▸ WHAT TO DO: Find the word "tree" in the listing; pull out each line holding it.

▸ AVAILABLE DATA:
╔══
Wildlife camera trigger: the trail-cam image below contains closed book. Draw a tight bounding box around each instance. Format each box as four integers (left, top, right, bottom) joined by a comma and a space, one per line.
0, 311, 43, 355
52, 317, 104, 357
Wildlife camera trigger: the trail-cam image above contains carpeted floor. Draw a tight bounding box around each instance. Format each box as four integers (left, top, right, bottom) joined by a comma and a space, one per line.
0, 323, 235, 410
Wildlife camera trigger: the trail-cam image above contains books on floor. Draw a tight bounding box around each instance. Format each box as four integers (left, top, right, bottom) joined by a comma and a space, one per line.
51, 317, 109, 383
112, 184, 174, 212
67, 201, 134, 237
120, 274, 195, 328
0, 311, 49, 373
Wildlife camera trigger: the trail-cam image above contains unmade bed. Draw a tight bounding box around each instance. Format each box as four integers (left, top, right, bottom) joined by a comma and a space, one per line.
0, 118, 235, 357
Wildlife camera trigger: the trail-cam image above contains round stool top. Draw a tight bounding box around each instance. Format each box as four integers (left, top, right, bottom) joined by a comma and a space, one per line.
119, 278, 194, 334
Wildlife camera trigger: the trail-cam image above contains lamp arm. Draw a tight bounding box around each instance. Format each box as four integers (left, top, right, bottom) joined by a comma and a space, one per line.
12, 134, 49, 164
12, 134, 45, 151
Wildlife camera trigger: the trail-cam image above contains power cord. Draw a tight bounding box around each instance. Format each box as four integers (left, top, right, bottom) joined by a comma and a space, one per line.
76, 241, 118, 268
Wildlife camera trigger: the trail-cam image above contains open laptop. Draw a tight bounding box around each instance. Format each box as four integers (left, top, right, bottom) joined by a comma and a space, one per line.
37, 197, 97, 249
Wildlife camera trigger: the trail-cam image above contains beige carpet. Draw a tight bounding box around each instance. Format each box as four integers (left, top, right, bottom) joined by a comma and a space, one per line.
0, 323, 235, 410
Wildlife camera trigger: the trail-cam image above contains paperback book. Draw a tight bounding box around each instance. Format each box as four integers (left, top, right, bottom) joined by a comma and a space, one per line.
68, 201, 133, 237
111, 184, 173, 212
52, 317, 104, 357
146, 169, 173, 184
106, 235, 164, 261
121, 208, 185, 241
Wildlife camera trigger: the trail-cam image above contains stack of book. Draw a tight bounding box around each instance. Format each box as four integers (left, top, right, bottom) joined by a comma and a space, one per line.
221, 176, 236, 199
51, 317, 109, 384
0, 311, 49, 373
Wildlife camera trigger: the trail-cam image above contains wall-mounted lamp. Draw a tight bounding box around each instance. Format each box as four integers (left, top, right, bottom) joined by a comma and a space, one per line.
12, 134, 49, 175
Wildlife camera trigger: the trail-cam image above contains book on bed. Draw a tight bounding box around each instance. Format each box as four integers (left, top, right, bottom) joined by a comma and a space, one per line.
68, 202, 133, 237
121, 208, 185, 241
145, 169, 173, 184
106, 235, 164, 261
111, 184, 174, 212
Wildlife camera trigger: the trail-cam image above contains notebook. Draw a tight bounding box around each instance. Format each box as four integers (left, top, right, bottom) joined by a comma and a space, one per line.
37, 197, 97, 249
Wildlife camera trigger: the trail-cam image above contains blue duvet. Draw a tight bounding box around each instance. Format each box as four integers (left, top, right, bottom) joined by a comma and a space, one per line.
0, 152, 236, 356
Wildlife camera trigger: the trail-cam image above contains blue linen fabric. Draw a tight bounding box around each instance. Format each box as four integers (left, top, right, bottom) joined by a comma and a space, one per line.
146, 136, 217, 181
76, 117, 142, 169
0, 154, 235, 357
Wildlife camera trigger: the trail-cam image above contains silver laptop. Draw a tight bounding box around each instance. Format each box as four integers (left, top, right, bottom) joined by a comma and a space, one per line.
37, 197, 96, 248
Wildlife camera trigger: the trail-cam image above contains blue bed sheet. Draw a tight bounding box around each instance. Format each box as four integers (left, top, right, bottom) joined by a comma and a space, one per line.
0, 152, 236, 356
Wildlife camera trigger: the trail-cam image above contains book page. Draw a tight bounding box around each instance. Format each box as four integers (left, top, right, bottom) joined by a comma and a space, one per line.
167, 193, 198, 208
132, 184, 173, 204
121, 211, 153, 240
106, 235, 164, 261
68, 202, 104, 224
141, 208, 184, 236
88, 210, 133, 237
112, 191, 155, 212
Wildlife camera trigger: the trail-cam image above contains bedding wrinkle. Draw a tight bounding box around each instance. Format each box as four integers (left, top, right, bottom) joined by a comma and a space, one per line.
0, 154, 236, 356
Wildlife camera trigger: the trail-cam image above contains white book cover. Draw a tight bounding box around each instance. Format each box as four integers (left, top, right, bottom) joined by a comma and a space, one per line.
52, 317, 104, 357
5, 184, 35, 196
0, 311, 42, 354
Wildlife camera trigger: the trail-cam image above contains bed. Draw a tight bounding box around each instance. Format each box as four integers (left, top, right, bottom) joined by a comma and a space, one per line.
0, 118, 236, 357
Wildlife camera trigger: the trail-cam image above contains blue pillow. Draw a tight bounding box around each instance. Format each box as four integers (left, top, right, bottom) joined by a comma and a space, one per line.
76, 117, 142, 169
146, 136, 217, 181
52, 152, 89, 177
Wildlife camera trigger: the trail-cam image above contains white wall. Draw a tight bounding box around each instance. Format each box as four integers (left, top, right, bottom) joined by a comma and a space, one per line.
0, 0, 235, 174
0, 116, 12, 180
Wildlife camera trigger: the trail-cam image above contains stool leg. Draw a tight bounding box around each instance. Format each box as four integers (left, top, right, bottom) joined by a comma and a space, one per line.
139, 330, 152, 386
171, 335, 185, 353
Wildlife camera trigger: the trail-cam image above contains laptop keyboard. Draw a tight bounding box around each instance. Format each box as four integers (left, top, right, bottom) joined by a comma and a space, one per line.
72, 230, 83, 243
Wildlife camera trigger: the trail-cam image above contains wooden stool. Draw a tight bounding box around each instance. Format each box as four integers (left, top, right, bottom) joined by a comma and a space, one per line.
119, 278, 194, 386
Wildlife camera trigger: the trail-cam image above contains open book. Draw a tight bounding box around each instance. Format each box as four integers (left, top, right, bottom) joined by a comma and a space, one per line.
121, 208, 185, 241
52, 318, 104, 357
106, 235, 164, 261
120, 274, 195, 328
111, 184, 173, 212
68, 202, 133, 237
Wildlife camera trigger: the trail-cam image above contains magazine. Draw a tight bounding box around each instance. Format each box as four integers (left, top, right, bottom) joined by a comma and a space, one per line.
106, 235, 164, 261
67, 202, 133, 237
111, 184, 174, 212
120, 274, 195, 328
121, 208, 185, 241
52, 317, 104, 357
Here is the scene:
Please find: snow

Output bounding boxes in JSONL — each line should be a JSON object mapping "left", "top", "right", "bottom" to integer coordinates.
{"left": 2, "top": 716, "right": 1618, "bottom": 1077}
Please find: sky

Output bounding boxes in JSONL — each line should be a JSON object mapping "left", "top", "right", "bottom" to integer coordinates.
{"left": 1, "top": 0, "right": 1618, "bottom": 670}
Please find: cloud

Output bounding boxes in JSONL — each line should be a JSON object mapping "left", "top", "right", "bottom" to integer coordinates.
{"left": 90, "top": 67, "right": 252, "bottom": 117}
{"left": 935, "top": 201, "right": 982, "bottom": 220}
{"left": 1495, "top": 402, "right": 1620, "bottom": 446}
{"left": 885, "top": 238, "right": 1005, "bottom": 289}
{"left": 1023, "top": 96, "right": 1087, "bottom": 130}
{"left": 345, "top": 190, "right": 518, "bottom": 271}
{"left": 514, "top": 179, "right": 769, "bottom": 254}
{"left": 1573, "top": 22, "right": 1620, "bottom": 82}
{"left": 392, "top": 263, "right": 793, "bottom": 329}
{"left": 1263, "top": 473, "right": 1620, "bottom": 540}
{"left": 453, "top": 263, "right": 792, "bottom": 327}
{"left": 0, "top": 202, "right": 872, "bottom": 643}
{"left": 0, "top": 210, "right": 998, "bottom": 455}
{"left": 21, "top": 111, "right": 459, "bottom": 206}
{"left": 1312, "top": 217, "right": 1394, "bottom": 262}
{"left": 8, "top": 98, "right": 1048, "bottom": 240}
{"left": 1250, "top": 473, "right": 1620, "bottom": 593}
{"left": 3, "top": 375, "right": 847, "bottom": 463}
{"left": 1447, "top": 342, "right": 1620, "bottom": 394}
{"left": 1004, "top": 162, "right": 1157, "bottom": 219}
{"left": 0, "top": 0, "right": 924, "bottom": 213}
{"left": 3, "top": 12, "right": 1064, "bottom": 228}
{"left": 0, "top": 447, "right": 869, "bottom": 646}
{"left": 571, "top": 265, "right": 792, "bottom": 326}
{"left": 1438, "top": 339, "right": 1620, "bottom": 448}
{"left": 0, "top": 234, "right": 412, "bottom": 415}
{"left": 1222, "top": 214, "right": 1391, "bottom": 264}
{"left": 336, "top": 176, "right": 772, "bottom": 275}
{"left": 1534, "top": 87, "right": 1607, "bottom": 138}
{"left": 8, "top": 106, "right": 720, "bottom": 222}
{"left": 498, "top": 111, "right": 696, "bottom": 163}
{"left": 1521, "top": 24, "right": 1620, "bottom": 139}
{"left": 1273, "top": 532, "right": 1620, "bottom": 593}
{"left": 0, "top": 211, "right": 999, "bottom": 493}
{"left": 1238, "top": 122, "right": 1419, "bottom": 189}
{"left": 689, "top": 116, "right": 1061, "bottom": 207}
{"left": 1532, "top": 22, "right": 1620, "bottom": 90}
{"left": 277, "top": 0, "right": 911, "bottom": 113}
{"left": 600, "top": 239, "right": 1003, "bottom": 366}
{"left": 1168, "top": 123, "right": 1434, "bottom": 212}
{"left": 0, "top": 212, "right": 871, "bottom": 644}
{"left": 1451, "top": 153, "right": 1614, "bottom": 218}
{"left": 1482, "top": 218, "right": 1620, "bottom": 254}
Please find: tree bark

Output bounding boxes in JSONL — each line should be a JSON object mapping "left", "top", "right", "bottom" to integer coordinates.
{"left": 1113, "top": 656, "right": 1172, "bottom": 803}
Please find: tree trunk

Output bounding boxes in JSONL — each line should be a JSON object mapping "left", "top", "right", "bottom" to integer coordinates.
╚══
▸ RESPONSE:
Please find: tree bark
Please find: tree trunk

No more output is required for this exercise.